[本文]

ドライヤーや電子レンジ・掃除機など、私たちの生活に欠かせない家電商品。大手のパナソニックや日立、強豪のアイリスオーヤマなど、日本には数多くのメーカーが集結している。
そんな中でも一風変わった商品で人気を博しているのが「コイズミ」ブランドを展開させている小泉成器株式会社だ。実は同社は家電メーカーとしての顔だけでなく、海外の有名ブランドの販売代理店として卸業を並行して営む企業である。
同社代表取締役会長である田中裕二氏は、自社のビジネスモデルについて「床屋で使っているドライヤーを一般に広め、金物屋で売っている石油ストーブを家電に持ち込むなど、生活シーンの中で必要なものは外部から持ってきて提案するのが弊社の歴史です」と語る。
メーカーと卸業、二足の草鞋を履くに至った経緯とは? 300年以上続く小泉グループの小泉成器の戦略と今後の展開についてうかがった。
不況の時代を乗り越え掴み取った就職
ーー入社したきっかけは何ですか?
田中裕二:
当時は第1次オイルショックの影響を受け、日本経済は厳しい時期でした。就職活動の際も、新卒の募集をしていない会社が多く、大学卒業前の年明けになっても就職が決まらず進路を決めかねていた最中、学校の就職課から「こんな元気の良い会社があるよ」と小泉成器(当時の小泉産業)を紹介いただき、1976年に入社しました。

[記録一覧]
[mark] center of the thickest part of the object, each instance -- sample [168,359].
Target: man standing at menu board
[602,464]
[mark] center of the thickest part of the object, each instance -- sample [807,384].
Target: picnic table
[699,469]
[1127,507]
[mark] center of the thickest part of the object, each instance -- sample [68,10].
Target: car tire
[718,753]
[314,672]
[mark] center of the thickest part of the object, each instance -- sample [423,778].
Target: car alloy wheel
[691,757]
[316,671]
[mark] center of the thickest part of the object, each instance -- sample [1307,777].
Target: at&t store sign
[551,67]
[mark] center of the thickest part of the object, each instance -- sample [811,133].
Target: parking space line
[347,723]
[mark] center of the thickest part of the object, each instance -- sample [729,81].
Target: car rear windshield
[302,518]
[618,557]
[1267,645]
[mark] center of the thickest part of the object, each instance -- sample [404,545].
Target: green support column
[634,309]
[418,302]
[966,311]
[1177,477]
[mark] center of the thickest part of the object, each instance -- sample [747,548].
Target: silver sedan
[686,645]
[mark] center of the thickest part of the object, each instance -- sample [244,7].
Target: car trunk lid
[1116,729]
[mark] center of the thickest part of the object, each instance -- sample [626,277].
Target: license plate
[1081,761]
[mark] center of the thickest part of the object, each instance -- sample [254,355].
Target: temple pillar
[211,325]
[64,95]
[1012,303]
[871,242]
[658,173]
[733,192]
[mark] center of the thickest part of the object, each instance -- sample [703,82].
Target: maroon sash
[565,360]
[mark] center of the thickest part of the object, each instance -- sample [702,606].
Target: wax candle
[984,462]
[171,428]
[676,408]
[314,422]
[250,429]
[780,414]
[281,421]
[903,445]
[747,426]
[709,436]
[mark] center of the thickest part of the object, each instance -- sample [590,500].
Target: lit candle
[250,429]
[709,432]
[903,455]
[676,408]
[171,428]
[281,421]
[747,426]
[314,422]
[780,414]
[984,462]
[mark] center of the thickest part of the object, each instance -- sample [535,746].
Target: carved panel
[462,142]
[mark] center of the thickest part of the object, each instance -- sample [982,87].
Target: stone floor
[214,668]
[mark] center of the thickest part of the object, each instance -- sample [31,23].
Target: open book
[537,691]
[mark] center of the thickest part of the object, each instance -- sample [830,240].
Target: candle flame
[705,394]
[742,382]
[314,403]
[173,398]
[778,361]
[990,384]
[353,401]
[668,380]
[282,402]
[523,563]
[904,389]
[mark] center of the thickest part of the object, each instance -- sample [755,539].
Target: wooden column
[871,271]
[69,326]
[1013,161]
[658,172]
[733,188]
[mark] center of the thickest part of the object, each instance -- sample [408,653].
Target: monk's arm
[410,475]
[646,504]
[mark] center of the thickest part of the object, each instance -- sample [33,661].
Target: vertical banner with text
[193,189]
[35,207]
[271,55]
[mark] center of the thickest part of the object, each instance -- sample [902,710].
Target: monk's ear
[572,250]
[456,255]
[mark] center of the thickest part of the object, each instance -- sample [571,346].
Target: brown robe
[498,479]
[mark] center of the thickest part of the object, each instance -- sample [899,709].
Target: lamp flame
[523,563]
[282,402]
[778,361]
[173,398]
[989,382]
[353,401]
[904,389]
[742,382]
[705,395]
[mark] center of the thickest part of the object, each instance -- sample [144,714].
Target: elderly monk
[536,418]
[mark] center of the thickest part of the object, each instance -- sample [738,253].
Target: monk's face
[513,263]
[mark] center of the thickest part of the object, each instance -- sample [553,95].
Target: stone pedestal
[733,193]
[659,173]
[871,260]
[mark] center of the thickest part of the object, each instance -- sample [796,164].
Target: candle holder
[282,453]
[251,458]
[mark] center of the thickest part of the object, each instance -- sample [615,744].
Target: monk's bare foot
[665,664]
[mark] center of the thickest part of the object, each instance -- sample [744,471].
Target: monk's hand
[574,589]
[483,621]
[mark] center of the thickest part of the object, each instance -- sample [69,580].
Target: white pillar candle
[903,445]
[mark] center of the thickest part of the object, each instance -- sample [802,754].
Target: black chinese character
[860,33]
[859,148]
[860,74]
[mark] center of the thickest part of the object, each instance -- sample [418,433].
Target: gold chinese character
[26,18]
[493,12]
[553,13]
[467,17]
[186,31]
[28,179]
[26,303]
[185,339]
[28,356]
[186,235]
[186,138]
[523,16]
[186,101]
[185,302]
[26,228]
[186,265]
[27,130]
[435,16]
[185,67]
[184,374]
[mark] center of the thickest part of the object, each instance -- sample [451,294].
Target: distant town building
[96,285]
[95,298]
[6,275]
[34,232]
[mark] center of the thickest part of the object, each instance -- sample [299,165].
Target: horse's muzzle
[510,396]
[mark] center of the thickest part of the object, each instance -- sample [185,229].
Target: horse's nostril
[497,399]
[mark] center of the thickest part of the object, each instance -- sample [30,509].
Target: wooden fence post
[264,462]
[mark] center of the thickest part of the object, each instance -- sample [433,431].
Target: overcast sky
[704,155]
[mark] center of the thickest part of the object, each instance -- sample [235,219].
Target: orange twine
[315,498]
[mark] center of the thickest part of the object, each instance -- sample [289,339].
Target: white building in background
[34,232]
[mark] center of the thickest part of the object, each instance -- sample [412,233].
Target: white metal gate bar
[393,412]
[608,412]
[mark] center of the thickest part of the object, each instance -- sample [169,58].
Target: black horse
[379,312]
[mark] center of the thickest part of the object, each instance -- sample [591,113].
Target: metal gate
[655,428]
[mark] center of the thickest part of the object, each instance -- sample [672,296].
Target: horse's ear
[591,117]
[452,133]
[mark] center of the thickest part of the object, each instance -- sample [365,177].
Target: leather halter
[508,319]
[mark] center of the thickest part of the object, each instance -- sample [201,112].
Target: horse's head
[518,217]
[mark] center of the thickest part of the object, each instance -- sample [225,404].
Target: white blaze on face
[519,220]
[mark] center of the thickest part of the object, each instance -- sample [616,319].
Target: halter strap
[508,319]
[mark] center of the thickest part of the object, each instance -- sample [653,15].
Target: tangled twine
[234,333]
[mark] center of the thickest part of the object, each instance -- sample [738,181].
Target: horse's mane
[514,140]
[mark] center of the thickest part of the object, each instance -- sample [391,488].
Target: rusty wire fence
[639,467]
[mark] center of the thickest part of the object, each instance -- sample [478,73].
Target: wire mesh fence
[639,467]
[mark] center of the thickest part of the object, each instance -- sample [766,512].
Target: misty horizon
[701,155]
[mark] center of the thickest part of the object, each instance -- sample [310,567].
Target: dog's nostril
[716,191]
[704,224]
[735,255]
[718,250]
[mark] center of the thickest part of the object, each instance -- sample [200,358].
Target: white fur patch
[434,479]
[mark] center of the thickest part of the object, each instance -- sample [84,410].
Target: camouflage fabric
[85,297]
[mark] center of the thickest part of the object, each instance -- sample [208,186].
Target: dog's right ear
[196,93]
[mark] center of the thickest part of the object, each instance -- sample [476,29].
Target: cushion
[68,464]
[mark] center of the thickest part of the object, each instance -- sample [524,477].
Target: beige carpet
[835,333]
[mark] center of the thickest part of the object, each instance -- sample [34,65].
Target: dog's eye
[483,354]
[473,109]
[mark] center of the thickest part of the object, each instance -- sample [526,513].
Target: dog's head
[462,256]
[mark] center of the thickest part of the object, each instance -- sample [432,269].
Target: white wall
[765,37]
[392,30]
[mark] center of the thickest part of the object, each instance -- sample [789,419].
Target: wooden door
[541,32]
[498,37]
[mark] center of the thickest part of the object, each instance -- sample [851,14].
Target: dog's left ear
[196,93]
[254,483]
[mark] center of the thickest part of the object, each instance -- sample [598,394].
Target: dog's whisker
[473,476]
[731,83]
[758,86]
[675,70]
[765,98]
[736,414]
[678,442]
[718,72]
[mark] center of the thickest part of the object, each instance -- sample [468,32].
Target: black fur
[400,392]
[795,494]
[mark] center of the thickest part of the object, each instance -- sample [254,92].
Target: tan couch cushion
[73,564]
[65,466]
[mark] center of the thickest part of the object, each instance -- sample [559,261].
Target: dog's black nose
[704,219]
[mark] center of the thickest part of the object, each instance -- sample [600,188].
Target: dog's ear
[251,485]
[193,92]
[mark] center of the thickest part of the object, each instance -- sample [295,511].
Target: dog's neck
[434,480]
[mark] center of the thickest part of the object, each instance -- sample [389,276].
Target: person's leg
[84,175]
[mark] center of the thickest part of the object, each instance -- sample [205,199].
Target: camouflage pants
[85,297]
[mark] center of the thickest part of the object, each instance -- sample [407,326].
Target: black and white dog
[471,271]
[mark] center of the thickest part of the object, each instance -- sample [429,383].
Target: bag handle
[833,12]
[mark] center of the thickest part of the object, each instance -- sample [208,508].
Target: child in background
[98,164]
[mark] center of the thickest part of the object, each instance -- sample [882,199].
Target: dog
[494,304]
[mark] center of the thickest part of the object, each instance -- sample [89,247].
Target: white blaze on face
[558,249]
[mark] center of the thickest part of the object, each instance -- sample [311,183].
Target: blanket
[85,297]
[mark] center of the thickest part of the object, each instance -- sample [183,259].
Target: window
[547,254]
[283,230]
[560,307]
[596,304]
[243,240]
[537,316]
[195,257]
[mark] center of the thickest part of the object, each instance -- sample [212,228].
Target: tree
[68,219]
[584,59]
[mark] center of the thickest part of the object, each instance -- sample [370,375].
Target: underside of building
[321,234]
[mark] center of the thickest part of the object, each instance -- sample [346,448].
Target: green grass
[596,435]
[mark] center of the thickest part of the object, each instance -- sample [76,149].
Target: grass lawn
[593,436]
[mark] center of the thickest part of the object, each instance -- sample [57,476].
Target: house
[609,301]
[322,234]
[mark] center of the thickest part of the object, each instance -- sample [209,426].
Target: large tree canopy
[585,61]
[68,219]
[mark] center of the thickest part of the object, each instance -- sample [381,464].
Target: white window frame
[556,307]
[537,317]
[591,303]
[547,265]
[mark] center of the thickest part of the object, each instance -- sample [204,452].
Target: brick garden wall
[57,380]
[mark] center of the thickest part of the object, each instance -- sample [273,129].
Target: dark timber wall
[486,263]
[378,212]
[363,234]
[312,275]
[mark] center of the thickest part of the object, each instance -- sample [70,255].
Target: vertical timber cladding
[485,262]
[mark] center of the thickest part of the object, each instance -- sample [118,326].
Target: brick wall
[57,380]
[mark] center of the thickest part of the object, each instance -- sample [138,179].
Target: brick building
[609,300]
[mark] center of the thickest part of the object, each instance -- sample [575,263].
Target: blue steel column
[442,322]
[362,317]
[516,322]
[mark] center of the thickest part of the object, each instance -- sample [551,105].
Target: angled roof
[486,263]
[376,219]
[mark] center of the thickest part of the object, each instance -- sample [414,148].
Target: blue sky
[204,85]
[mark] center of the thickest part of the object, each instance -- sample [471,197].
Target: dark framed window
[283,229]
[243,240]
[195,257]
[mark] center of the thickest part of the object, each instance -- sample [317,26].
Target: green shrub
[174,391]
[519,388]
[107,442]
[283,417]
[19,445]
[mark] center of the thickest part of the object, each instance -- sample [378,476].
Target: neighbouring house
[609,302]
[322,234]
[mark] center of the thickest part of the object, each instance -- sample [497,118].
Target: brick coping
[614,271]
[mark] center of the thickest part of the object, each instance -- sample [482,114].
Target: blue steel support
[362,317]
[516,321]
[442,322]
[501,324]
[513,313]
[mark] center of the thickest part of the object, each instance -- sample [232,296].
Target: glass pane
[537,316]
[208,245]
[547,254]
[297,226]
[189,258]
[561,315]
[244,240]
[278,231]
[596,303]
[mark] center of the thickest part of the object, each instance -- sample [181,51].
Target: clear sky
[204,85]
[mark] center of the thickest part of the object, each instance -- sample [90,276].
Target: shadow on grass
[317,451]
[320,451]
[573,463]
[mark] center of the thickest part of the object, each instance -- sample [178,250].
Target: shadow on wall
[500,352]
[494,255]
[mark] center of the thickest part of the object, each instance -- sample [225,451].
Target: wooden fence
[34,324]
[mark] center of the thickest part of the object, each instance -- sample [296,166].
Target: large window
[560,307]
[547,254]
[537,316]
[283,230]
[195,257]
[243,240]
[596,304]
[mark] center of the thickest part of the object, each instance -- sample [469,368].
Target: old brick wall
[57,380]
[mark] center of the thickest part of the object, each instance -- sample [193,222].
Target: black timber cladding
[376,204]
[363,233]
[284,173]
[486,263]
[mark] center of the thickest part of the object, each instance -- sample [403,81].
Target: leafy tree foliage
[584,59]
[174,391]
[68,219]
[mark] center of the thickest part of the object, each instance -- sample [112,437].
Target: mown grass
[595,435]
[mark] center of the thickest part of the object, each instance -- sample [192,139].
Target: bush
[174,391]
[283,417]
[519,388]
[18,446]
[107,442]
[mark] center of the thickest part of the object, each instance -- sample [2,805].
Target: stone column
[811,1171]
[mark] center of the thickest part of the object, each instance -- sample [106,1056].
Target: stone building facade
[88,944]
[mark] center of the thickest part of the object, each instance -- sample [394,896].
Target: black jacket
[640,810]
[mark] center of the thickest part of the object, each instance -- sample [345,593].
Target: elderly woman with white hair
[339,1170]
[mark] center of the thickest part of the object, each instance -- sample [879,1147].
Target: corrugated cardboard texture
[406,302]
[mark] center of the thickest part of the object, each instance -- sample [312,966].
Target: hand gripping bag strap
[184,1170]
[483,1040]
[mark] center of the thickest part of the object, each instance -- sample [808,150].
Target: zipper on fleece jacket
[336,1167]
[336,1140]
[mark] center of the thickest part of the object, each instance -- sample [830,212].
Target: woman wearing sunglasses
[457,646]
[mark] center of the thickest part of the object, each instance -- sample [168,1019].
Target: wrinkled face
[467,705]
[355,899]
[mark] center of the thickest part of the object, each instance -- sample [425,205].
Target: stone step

[作業指示 1] 小泉成器の記事の「そんな中でも一風変わった商品」から「のが弊社の歴史です」と語る。」までを、「石油ストーブ」を「電気ストーブ」に置き換えて書き直してください。
[作業指示 2] 小泉成器の記事を、最後の文の後から書き進めてください。

[回答欄 1]
そんな中でも一風変わった商品で人気を博しているのが「コイズミ」ブランドを展開させている小泉成器株式会社だ。実は同社は家電メーカーとしての顔だけでなく、海外の有名ブランドの販売代理店として卸業を並行して営む企業である。
同社代表取締役会長である田中裕二氏は、自社のビジネスモデルについて「床屋で使っているドライヤーを一般に広め、金物屋で売っている電気ストーブを家電に持ち込むなど、生活シーンの中で必要なものは外部から持ってきて提案するのが弊社の歴史です」と語る。

[回答欄 2]
ノンフライヤー商品を日本に広めた立役者
ーー入社後はどのような活躍をされたのですか?
田中裕二:
営業で入社し、最初の赴任地は名古屋でした。当時は家電製品と家具を担当しており、年末年始の休みもほとんどなく、結婚してからも子どもが起きる前に家を出て、家族が寝静まってから帰宅するという生活を送っていました。
その後、商品事業部に異動し、10年程商品担当をしていました。当時は冷凍庫が売れていた時代で、小泉ブランドの冷凍庫をつくろうと模索しましたが、海外のブランドをそのまま使って日本で定着させていこうという流れになりました。
そこで私は海外ブランド商品の仕入れ担当を任され、海外メーカーと交渉の日々を過ごしました。最初は冷凍庫の仕入れだけでしたが、その後さまざまな海外メーカーとの交渉を進め、フィリップスやティファールなど、今では誰もが知る海外ブランドを弊社が日本に拡大していきました。
もちろん、私自身積極的に日本市場で売れる商品の発掘と、日本仕様のアドバイスをしていました。2013年にフィリップスノンフライヤーを販売し、単体で50億円も売れる大ヒット商品となりました。
ーー営業、商品担当、取締役を経て、2014年に社長就任されましたが、就任後はどのような業務に取り組まれたのですか?
田中裕二:
企業の寿命は30年と言われていますが、私の社長就任後がちょうど小泉成器として家電の事業を始めて30年経つくらいの頃でした。ここを乗り越え、国に貢献できるような利益体質の会社にしていくため、組織体系などの改革に取り組みました。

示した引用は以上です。